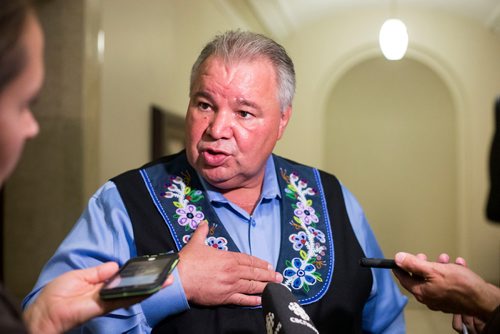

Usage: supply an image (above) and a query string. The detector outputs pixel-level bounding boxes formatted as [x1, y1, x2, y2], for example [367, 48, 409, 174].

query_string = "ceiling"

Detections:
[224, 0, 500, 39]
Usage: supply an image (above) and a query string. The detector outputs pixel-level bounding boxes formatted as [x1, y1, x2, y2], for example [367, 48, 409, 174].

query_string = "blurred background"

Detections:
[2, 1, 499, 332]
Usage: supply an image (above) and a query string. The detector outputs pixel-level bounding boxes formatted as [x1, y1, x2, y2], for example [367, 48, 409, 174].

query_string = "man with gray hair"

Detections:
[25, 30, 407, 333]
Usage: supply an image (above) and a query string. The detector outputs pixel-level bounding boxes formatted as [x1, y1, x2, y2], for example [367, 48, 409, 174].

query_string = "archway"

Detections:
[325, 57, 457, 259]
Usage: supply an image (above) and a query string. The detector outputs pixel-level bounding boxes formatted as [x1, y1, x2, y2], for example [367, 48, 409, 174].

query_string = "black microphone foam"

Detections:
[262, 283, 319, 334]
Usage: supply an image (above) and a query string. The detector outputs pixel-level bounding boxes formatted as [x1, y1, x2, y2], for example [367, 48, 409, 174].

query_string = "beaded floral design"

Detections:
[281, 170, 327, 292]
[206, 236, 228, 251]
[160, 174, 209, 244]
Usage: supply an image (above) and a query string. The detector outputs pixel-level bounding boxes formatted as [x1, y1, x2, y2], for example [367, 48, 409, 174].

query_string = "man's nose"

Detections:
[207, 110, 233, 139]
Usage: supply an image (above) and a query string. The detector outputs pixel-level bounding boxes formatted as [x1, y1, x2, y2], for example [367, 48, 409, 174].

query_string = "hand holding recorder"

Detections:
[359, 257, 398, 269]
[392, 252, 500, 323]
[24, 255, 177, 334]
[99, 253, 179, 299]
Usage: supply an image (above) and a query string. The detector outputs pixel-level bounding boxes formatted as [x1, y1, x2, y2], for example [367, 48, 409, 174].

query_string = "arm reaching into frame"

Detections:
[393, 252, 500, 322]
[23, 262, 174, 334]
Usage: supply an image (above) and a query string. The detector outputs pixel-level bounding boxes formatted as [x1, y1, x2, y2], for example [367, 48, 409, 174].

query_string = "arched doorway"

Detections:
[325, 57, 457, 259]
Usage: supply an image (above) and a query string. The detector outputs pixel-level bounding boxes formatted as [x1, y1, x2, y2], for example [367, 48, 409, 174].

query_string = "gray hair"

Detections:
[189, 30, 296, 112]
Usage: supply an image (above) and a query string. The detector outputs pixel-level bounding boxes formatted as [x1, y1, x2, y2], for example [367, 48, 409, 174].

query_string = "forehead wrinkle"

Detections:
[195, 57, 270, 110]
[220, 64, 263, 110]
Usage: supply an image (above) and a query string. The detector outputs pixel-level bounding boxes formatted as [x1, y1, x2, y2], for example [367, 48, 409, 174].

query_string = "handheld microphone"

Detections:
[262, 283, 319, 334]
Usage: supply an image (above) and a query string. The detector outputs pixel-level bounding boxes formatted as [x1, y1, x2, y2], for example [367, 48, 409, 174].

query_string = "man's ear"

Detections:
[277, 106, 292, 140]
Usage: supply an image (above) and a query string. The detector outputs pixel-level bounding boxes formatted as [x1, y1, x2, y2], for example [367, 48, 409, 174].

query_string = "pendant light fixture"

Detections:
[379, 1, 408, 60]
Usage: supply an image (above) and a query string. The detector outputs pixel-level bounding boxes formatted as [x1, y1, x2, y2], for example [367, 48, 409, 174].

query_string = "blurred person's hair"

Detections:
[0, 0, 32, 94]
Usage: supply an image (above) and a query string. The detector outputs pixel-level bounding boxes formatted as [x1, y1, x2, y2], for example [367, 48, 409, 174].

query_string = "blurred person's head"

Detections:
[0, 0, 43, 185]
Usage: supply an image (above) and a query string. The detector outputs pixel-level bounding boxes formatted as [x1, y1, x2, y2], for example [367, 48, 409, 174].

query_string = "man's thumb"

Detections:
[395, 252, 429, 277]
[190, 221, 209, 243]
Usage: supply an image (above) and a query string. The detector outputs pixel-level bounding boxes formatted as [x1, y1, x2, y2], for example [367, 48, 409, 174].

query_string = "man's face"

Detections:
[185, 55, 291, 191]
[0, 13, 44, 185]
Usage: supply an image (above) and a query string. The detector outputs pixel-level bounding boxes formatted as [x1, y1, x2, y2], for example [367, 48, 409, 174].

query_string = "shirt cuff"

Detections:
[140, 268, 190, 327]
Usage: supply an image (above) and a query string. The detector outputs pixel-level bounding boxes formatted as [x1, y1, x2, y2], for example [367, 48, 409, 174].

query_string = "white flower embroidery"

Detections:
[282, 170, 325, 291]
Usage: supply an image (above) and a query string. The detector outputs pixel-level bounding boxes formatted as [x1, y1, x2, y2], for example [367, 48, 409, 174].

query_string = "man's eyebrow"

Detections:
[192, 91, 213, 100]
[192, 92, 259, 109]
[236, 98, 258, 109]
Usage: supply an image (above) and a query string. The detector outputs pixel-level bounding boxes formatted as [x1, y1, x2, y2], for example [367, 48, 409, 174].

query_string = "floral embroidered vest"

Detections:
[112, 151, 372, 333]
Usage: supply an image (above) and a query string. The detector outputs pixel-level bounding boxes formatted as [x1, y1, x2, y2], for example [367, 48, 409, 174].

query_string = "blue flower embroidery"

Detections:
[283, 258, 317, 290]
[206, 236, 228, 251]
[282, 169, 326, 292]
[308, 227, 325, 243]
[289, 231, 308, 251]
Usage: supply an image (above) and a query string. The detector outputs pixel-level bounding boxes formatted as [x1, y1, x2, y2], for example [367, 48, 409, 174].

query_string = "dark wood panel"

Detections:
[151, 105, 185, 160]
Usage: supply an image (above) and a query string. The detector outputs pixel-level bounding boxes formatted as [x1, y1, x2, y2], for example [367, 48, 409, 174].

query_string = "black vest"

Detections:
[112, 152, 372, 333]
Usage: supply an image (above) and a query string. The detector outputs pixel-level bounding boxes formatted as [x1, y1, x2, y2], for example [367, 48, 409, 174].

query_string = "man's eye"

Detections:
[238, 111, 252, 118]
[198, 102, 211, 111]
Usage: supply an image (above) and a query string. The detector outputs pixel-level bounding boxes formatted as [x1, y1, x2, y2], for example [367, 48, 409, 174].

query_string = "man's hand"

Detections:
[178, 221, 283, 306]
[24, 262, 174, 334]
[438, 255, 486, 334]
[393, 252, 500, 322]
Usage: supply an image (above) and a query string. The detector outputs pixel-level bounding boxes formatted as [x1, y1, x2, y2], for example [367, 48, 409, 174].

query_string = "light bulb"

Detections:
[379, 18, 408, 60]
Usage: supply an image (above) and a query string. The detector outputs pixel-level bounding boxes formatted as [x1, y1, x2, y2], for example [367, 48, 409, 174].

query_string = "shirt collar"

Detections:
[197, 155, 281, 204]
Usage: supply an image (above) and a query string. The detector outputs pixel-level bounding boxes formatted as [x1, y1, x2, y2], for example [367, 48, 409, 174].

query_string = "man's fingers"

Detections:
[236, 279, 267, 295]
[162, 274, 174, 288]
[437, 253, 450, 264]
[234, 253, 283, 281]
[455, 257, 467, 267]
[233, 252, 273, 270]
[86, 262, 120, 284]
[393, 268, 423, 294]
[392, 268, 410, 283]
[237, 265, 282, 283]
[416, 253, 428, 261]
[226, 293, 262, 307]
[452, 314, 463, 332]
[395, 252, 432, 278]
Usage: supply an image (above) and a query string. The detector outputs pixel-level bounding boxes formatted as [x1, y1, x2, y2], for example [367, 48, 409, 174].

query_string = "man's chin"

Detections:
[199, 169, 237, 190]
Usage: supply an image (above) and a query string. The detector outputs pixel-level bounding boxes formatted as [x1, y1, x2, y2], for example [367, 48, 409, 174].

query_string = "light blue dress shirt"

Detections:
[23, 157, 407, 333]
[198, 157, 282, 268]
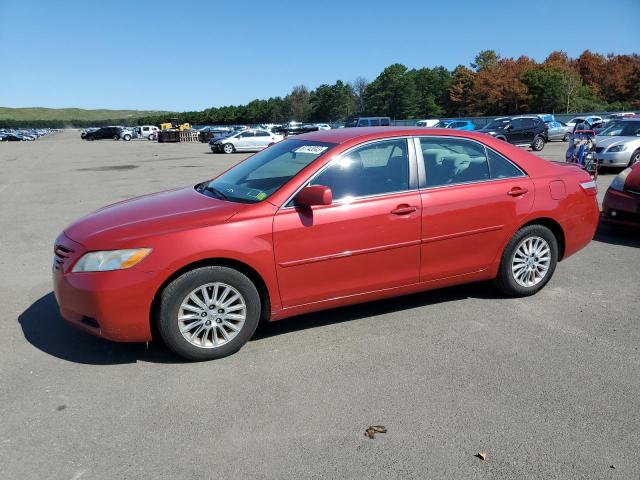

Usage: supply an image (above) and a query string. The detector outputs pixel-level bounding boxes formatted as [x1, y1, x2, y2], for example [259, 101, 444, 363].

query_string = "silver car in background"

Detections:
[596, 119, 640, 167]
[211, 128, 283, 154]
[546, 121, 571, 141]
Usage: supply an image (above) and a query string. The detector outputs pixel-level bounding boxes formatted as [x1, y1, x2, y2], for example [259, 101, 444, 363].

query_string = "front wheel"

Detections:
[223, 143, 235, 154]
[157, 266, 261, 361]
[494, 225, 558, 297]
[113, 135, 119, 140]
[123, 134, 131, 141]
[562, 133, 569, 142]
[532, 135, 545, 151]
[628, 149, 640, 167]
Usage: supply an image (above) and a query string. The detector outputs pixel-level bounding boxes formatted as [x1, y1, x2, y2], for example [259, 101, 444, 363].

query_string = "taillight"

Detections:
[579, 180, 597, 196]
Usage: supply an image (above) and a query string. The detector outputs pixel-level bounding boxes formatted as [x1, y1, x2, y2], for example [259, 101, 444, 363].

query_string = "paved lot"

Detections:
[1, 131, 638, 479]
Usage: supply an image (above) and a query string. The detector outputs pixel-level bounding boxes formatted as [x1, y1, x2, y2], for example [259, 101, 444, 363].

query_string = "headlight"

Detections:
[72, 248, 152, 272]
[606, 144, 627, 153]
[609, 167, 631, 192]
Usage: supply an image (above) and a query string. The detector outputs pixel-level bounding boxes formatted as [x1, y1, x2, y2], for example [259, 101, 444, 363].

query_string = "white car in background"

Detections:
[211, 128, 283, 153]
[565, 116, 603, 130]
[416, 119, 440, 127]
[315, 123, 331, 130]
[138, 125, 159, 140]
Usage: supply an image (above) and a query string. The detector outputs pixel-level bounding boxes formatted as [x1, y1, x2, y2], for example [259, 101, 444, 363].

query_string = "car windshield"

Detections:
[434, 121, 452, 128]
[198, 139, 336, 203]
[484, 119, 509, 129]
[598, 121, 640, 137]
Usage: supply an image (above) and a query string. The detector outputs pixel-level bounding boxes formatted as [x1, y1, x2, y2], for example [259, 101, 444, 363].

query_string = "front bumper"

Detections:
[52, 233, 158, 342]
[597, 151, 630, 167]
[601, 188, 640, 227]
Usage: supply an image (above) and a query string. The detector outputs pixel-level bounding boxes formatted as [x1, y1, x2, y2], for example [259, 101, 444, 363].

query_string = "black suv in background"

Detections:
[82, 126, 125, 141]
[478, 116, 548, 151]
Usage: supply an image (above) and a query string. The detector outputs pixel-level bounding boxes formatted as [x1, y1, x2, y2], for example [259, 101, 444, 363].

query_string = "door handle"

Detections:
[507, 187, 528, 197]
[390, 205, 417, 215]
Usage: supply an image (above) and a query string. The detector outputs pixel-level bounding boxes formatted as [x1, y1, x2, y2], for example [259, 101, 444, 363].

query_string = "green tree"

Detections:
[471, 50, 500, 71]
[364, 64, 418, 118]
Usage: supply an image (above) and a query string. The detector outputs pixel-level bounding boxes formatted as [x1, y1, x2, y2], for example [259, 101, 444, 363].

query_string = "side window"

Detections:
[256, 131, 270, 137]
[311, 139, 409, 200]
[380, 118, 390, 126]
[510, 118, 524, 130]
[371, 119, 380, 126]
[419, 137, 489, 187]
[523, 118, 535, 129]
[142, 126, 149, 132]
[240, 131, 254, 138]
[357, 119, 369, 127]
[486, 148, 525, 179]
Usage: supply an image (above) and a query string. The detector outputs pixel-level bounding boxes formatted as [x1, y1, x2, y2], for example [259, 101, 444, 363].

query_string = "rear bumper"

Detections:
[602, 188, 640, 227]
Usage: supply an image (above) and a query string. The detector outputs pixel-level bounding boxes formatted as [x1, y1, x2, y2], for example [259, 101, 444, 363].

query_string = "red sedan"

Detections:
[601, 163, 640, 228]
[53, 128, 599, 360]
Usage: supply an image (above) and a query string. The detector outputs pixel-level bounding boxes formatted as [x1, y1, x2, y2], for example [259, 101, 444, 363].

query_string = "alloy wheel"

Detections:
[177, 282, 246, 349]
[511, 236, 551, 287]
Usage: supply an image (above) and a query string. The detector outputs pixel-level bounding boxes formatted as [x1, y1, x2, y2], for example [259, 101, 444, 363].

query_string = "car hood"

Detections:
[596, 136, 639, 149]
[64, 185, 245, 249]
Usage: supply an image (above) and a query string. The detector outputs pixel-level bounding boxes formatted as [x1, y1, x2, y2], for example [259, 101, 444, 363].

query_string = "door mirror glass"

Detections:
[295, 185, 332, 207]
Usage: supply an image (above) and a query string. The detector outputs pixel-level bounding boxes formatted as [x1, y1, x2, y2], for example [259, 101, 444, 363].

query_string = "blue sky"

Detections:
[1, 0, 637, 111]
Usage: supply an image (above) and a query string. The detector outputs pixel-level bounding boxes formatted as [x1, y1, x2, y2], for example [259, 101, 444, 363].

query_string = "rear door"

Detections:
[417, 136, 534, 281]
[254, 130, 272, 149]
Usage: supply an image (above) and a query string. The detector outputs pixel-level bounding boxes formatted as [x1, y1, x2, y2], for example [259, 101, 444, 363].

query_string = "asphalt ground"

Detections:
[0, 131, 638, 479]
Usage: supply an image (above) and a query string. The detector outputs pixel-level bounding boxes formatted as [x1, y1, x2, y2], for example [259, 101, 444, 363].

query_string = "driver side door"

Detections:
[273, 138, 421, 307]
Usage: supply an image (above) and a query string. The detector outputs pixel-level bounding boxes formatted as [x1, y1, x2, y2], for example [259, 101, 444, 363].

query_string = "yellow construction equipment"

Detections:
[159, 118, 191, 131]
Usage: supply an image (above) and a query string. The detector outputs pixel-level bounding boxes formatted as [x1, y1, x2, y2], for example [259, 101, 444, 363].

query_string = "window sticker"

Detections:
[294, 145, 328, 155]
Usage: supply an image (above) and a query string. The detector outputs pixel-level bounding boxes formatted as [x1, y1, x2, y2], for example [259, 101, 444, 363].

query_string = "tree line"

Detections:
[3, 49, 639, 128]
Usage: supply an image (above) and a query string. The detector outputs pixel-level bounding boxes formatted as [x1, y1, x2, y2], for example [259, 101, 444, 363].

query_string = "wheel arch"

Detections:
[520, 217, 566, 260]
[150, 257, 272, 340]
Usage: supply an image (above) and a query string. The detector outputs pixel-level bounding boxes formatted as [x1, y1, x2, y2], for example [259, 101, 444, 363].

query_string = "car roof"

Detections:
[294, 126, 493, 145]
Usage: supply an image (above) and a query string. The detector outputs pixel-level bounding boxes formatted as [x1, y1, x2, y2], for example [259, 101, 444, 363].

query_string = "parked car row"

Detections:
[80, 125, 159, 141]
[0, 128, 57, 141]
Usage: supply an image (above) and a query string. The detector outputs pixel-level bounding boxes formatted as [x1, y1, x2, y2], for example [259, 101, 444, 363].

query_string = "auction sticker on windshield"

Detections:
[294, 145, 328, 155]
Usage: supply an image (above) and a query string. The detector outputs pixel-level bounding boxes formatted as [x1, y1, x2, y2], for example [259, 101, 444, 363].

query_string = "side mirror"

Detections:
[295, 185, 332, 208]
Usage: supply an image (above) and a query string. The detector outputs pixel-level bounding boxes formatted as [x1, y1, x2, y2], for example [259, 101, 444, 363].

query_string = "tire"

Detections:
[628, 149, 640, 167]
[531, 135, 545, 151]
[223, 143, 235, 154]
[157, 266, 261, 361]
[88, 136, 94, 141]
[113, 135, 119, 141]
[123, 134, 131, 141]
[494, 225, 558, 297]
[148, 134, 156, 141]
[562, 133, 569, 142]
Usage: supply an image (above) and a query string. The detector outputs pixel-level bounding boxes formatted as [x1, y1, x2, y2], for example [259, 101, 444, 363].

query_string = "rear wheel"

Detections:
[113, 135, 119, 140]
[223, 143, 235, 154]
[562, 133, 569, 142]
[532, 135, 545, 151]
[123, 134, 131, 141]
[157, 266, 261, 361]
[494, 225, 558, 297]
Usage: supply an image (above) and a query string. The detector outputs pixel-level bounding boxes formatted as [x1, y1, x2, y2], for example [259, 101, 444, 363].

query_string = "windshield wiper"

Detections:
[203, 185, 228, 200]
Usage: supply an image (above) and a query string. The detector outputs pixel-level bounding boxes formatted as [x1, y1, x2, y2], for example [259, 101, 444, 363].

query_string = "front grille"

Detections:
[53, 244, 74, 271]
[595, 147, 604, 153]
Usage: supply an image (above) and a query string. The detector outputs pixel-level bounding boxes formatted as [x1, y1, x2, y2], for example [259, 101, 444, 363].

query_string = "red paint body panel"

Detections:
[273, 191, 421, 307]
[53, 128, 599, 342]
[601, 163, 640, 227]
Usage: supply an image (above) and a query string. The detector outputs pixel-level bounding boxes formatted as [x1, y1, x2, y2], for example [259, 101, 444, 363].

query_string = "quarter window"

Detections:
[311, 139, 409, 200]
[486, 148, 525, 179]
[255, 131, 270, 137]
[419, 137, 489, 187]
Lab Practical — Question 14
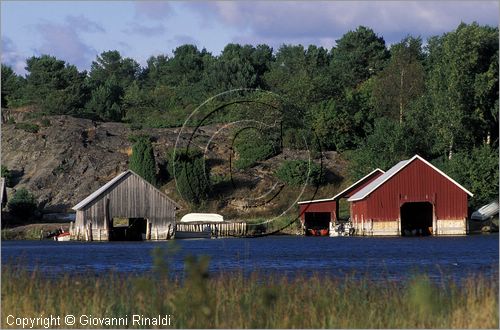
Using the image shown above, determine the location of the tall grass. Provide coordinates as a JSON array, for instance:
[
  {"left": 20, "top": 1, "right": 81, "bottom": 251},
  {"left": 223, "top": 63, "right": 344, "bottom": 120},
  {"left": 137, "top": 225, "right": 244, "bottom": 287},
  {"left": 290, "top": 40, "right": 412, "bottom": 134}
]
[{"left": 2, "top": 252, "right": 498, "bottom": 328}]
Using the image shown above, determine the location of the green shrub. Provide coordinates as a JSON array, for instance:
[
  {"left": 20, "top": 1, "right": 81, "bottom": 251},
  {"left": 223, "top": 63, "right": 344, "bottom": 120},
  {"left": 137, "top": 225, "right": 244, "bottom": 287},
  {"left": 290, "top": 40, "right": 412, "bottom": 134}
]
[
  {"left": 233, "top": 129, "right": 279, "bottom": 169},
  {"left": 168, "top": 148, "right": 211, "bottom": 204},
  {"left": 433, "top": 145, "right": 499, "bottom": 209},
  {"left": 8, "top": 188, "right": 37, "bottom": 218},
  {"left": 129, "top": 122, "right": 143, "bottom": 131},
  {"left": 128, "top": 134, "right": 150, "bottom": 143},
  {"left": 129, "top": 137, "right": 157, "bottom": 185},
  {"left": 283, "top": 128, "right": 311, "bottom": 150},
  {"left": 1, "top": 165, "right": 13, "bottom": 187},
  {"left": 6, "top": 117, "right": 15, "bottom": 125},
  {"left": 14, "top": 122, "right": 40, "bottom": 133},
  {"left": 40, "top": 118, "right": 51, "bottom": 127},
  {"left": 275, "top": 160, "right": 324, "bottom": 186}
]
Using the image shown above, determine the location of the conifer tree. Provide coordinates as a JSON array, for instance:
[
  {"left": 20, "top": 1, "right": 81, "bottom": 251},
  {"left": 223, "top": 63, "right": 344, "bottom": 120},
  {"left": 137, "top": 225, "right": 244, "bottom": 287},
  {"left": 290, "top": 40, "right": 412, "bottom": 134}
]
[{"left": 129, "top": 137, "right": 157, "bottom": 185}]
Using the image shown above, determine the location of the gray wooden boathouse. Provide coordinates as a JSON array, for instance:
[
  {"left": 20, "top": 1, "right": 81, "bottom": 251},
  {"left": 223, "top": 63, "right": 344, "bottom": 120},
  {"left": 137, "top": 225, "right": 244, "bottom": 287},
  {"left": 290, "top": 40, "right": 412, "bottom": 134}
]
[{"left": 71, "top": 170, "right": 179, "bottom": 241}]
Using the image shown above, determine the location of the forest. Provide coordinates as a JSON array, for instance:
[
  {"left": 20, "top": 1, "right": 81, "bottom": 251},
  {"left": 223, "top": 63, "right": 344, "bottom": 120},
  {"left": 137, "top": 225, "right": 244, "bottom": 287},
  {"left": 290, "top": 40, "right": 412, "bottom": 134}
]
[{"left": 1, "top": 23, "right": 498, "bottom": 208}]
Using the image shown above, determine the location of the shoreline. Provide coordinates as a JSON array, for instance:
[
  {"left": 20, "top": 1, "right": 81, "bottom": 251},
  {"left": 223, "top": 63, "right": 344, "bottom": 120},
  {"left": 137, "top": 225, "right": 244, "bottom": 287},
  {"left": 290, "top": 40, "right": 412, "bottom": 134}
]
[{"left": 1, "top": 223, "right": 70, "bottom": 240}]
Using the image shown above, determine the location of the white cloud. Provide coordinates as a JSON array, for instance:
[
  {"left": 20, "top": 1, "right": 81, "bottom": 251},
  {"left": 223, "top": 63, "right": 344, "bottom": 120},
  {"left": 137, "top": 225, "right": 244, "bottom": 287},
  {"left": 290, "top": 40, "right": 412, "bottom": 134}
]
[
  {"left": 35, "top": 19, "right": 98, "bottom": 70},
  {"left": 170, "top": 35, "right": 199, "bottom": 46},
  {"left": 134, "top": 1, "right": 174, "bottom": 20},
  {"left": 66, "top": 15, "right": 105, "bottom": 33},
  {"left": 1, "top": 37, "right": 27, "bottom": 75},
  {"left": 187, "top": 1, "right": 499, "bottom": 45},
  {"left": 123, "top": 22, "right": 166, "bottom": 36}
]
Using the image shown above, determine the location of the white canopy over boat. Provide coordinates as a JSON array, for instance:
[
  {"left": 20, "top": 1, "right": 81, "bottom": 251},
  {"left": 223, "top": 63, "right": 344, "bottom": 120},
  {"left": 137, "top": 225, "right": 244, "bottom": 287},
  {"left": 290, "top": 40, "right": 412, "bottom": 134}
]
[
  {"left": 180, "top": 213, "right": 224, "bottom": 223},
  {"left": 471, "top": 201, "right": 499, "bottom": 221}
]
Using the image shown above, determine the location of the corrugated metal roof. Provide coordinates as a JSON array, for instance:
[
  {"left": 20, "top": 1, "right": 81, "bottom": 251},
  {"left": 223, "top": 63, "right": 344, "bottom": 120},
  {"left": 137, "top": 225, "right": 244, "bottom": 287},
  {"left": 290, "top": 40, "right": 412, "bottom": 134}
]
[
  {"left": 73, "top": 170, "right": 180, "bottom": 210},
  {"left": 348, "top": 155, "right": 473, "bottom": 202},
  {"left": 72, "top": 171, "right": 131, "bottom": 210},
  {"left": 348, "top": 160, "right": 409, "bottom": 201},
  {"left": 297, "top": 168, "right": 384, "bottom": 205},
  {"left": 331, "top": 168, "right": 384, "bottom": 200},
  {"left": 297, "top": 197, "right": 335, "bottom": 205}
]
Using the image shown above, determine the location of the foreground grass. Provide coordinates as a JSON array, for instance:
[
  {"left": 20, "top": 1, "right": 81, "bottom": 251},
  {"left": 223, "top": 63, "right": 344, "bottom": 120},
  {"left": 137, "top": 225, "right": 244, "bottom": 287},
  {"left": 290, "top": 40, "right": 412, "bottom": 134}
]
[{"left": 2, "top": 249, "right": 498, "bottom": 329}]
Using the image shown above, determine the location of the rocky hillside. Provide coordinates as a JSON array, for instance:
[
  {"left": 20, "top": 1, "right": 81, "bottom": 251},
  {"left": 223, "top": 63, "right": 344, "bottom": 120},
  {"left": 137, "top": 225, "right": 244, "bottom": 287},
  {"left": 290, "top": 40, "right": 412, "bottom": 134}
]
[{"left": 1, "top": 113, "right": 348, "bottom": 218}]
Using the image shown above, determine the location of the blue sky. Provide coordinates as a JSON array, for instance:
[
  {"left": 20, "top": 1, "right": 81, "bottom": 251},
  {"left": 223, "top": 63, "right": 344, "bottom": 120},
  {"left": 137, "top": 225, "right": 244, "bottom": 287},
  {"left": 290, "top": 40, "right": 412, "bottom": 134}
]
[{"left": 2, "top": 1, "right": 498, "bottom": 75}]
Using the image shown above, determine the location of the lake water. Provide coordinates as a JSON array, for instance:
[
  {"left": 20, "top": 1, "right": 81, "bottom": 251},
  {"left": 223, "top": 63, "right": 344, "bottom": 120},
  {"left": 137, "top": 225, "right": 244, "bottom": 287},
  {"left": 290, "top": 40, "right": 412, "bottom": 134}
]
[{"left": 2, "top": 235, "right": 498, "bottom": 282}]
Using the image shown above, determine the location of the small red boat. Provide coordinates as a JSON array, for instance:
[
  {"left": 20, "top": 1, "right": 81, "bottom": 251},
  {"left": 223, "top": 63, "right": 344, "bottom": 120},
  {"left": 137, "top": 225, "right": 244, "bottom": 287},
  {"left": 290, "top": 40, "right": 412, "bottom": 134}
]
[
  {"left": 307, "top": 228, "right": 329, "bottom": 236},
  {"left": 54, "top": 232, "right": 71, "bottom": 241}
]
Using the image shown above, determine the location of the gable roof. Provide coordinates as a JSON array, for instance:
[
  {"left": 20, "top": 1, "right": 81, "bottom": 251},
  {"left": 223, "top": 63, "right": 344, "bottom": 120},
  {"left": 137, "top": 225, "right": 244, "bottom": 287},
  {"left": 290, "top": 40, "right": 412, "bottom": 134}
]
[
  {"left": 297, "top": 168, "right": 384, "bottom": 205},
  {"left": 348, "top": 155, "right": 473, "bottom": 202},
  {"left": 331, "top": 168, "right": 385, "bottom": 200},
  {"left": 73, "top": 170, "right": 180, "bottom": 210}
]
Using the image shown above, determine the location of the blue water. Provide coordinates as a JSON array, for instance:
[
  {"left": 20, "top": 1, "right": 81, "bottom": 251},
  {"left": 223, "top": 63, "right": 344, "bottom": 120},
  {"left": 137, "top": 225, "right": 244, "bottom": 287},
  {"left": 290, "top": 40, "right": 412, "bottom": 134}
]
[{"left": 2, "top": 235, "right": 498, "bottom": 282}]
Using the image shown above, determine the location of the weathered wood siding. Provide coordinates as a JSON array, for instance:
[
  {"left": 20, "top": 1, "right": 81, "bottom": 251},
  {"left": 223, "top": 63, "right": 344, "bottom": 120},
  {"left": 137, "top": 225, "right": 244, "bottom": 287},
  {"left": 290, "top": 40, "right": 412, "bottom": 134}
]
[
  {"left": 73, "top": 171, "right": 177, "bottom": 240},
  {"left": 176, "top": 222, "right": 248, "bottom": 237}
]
------------------------
▶ [Required action]:
From the entries, report every line in which the string "vest" occurs.

▶ [Solution below]:
query_string = "floral embroidered vest"
query_string = "black vest"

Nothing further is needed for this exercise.